» Task to carry out
Reproduce the items in the part that opens with the line containing "banner, one line per instance." and closes with the line containing "(1050, 700)", multiplying every coordinate in the answers by 0.65 and rounding it to a whole number, with halves rounded up. Keep all other lines of that part unchanged, including the requests, and return only those lines.

» Data for the task
'''

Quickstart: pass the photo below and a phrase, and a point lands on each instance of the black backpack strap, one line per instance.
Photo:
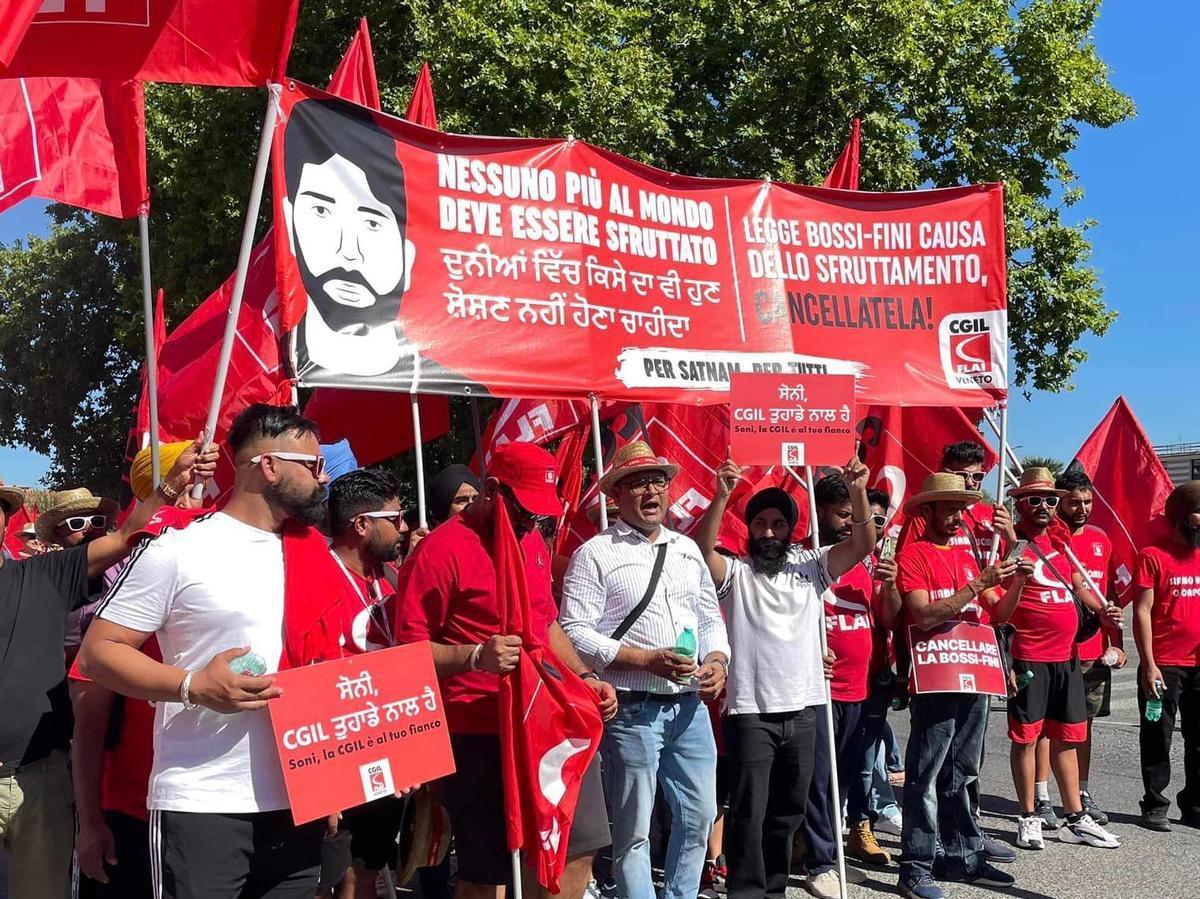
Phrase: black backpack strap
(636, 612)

'''
'''

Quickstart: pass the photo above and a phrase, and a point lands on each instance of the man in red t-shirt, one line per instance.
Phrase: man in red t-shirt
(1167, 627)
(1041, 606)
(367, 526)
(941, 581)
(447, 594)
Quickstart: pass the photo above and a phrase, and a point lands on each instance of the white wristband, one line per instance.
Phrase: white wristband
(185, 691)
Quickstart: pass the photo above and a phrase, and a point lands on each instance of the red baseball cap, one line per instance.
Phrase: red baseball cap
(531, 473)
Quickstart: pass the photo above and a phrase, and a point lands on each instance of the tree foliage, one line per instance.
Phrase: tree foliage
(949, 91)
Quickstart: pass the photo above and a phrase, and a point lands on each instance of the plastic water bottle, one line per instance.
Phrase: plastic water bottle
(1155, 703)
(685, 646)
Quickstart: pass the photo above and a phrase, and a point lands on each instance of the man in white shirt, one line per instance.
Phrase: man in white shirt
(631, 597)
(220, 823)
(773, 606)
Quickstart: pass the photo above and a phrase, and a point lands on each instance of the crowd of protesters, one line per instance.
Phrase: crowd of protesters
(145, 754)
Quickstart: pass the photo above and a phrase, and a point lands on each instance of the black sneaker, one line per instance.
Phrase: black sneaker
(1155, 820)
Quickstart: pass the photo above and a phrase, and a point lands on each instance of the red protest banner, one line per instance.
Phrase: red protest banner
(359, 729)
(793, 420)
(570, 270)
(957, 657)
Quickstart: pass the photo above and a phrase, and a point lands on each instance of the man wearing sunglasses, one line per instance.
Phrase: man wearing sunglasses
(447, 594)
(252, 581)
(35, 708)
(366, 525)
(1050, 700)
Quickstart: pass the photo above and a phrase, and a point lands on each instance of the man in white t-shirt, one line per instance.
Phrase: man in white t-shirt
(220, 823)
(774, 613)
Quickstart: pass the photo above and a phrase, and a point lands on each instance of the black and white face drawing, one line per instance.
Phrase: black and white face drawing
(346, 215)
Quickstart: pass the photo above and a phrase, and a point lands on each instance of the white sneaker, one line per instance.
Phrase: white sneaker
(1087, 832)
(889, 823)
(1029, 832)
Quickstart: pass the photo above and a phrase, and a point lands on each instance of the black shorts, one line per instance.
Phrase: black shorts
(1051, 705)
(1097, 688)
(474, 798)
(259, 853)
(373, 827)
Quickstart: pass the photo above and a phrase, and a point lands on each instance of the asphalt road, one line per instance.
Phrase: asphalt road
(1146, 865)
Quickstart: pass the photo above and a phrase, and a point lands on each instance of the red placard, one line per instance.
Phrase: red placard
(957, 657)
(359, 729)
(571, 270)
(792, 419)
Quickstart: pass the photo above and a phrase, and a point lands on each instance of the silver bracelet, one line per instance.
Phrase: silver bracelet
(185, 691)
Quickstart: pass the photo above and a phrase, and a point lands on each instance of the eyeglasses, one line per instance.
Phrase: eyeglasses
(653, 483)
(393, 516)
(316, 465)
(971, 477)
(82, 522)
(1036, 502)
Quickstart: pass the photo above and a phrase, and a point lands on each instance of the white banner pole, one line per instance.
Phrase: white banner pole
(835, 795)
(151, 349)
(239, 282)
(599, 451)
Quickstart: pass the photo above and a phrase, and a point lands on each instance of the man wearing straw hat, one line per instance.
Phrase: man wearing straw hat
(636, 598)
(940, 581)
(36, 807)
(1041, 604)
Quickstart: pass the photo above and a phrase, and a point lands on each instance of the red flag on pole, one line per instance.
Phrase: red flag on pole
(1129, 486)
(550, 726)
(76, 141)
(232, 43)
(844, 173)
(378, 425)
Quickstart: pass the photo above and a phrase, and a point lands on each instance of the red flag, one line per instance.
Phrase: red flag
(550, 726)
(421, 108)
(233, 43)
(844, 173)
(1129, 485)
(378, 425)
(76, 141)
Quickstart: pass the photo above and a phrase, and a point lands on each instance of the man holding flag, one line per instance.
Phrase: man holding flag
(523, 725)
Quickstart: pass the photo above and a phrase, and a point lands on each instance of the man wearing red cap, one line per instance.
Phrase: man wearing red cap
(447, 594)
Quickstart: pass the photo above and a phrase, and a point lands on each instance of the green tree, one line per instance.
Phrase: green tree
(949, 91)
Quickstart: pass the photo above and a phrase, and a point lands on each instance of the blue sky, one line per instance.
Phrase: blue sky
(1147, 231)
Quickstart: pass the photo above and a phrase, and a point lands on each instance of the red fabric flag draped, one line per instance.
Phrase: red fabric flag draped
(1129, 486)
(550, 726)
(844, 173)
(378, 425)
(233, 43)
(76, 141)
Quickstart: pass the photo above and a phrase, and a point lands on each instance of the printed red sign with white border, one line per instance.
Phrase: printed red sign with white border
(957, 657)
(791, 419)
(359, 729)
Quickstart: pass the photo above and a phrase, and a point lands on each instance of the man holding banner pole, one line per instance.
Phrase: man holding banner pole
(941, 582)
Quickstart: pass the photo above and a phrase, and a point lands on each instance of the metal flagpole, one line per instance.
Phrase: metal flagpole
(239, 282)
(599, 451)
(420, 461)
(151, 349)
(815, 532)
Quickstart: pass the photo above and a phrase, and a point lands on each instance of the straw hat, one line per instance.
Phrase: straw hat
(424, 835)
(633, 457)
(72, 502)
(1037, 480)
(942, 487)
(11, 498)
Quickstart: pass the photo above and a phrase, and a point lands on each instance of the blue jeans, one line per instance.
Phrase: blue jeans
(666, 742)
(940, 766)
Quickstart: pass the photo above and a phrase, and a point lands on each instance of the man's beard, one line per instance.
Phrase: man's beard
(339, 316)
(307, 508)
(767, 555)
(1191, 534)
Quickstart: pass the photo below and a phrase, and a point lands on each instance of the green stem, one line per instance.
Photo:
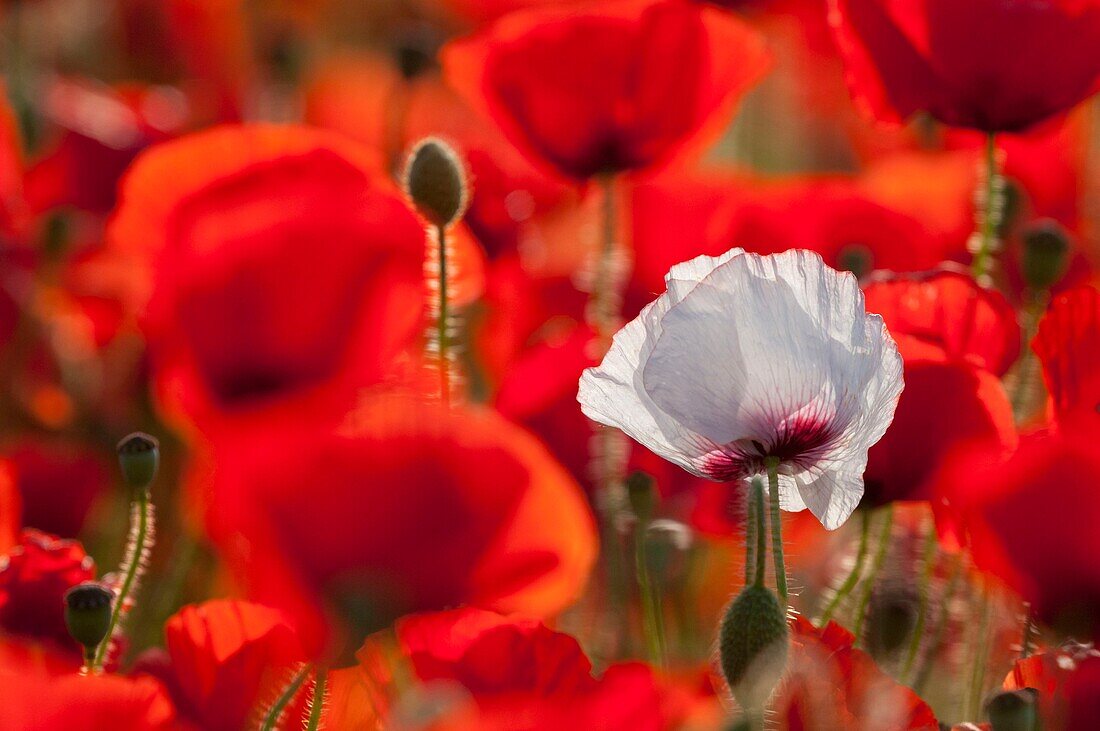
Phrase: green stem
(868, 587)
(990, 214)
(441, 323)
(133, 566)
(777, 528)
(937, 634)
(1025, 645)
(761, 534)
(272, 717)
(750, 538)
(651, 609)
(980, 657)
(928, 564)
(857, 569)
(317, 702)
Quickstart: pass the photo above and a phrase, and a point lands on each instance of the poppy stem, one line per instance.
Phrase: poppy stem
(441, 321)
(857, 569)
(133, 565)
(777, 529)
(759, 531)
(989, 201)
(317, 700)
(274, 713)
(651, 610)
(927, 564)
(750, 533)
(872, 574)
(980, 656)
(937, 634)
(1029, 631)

'''
'''

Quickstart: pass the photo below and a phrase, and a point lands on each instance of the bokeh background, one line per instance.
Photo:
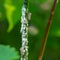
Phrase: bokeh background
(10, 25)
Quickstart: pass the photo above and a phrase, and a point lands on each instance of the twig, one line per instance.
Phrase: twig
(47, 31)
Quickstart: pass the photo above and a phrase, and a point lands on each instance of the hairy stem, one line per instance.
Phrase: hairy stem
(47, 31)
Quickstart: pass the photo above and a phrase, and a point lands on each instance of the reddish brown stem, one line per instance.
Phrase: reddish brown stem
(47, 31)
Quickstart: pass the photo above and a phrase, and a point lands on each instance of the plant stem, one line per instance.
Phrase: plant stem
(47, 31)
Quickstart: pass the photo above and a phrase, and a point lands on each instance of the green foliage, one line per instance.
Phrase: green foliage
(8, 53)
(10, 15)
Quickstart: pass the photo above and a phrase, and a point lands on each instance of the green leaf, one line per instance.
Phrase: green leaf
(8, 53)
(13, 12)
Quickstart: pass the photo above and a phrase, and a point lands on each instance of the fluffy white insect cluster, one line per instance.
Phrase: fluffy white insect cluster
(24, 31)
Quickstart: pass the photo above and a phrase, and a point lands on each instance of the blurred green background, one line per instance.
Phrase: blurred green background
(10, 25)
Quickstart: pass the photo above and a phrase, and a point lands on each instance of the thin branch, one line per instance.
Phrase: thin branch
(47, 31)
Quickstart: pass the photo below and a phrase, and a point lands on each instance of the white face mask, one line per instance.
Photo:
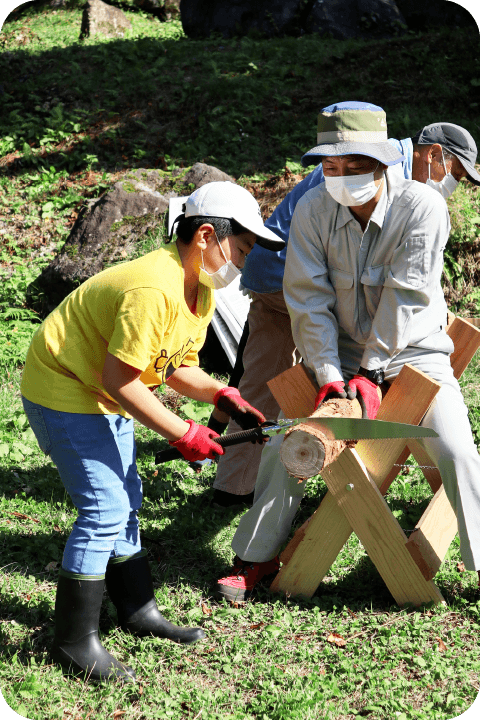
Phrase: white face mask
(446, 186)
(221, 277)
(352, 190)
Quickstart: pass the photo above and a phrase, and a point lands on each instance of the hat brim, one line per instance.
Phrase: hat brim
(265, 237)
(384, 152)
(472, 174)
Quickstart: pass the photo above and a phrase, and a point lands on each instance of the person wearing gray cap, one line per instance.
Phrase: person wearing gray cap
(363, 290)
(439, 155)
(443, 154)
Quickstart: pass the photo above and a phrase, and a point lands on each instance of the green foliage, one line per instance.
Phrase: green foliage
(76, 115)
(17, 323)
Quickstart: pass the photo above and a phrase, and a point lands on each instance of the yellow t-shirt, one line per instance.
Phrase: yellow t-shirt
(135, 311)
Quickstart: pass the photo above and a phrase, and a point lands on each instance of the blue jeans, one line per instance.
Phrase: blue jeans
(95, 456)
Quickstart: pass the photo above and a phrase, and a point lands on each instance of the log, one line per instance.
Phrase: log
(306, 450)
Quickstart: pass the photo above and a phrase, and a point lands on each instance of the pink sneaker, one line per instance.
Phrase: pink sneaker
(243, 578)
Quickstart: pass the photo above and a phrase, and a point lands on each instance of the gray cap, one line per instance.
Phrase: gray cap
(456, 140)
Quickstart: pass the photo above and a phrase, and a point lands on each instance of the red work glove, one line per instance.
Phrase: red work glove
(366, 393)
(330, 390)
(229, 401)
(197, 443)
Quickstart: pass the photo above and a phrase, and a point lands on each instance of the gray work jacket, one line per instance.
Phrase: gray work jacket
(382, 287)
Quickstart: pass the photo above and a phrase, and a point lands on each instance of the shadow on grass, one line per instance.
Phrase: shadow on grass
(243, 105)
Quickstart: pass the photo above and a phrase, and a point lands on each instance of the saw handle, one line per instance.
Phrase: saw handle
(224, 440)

'''

» Correct response
Quickstart: pass the photo above and a phrase, and a point lands on each instance of the red protest banner, one line per instance.
Phrase: red protest banner
(233, 474)
(515, 273)
(371, 176)
(622, 427)
Quickstart: pass the photo above and a phrase, and a point lands on each instance of the man wearing sunglasses, one line per instance.
Phrase: man wearing sunglasses
(291, 386)
(164, 378)
(23, 460)
(238, 341)
(683, 455)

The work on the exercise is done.